⟨

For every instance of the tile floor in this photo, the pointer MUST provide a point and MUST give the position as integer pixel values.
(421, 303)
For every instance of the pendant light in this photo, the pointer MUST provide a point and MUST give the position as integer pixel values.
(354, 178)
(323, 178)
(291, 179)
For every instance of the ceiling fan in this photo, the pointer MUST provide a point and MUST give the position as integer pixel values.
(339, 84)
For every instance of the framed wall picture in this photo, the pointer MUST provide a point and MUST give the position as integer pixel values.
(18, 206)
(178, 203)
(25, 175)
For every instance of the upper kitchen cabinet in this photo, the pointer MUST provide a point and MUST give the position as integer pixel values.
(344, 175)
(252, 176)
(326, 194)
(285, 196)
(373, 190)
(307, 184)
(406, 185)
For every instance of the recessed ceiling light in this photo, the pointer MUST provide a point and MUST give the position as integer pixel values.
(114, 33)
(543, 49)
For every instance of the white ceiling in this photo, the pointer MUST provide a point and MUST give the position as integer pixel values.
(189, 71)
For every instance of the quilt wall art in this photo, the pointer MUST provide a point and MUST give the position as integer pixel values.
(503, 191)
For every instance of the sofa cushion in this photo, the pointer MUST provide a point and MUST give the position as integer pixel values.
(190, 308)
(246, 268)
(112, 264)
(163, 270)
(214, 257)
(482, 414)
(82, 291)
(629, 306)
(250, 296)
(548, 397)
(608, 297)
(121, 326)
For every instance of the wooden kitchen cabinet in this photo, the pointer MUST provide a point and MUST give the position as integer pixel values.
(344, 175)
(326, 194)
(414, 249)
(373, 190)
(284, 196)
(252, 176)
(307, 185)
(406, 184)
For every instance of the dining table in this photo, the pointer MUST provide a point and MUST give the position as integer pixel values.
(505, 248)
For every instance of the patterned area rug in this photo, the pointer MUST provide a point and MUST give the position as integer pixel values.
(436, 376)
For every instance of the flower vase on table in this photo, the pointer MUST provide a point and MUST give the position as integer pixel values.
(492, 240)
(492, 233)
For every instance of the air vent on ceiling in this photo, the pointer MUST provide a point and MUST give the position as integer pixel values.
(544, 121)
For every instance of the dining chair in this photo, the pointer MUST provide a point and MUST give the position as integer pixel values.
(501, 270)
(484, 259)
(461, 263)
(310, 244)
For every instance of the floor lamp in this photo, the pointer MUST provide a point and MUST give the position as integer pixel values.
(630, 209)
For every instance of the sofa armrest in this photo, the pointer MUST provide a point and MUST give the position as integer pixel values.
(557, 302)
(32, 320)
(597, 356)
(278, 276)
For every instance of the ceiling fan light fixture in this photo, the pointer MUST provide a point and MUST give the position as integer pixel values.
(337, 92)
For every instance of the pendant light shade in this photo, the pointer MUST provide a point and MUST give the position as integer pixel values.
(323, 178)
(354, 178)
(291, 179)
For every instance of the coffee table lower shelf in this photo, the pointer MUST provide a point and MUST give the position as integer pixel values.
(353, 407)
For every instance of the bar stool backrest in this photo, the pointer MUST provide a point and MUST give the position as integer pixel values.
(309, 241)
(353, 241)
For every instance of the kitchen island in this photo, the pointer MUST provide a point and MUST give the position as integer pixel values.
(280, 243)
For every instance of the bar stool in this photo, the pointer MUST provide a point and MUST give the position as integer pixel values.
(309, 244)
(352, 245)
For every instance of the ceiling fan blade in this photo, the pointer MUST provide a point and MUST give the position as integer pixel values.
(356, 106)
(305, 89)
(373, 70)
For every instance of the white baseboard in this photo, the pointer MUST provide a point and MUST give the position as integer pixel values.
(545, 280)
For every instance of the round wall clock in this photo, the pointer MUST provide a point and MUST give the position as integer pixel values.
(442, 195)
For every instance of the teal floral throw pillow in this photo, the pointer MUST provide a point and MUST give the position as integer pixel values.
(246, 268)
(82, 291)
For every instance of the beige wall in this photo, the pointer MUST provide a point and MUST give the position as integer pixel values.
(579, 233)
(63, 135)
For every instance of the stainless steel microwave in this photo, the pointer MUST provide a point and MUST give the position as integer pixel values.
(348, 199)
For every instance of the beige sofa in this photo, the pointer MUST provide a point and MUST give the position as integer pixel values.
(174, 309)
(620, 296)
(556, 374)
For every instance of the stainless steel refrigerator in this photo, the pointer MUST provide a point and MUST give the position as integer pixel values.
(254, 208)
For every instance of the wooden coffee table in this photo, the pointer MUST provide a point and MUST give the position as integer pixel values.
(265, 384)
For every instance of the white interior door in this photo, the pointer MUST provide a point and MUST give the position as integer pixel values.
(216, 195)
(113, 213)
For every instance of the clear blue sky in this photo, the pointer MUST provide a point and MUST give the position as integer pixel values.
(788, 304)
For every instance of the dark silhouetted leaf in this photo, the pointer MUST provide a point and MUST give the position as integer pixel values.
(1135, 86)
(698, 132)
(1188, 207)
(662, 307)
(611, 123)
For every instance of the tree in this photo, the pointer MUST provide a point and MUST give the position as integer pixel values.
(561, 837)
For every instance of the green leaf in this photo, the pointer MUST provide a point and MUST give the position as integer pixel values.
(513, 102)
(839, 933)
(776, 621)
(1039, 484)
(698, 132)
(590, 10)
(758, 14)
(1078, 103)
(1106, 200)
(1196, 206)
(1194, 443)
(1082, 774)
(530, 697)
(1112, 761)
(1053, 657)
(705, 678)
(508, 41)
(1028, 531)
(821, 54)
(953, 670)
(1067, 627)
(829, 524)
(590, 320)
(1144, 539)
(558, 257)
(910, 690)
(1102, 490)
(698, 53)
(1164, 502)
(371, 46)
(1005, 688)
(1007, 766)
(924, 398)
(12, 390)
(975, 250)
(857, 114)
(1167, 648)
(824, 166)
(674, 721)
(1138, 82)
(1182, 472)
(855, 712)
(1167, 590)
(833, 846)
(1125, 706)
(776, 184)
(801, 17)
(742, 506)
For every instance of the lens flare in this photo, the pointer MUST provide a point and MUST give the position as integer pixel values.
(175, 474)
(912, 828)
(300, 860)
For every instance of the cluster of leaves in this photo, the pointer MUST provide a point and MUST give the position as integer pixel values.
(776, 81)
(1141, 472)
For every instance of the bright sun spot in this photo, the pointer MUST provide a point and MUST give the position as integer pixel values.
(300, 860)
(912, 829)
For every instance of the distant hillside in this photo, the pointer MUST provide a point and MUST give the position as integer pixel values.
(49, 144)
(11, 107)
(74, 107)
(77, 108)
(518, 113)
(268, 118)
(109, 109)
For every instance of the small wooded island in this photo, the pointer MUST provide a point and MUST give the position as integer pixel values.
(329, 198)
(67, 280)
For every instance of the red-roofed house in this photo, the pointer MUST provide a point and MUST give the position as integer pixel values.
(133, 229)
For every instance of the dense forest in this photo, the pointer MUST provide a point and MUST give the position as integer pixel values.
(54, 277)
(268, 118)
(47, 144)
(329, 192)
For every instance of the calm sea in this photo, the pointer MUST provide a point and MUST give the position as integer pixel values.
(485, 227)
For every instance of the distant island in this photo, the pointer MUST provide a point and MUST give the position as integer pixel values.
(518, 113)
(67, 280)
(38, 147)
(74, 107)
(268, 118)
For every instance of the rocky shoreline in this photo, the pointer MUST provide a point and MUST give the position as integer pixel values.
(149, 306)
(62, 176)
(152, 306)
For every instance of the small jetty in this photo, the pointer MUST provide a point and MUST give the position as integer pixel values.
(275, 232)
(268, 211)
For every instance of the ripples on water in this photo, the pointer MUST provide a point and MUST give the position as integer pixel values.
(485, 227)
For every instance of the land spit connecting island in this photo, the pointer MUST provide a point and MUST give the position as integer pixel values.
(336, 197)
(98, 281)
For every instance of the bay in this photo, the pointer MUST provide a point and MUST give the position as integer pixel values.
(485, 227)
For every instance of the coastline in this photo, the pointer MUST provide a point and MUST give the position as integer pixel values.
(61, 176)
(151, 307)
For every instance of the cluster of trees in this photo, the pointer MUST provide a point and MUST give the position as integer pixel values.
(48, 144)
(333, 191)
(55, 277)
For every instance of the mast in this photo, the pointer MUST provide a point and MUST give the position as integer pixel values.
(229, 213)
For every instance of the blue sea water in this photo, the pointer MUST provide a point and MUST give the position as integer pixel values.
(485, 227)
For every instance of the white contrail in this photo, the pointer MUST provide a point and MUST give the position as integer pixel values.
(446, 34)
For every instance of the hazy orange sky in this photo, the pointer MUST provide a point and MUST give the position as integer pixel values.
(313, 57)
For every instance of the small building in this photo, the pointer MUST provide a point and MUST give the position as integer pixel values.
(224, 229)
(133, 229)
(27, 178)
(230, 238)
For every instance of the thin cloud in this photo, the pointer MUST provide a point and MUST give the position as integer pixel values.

⟩

Each line, from the one that holds "For every instance of the cluster of trees" through the last line of the entries, must be repeated exactly. Leave out everything else.

For every instance of the cluster of trees in this photo, the pointer MUST provide a point and MUST give the position as integer pixel values.
(48, 144)
(333, 191)
(55, 277)
For every instance of the mast in this photo, the pointer MUST provide a point and MUST give the position as integer pixel values.
(229, 213)
For every instance of the blue sea water in this photo, the pointer MUST provide a point and MUST give the position as integer pixel values.
(485, 227)
For every instance of the white contrail in this photo, the pointer MUST provide a point and MUST give the position as integer pixel values.
(446, 34)
For every instance of the hazy orange sky in this photo, the pointer MUST provide a point and MUST give the position as integer pixel values.
(313, 57)
For every instance of the small building in this photo, the pointer MUST provide a point and MUST give the position as integer pixel values.
(224, 229)
(133, 229)
(27, 178)
(230, 238)
For every instance of the thin cloud in this photo, the pointer MUST provide a point and MUST give the position as integer pixel values.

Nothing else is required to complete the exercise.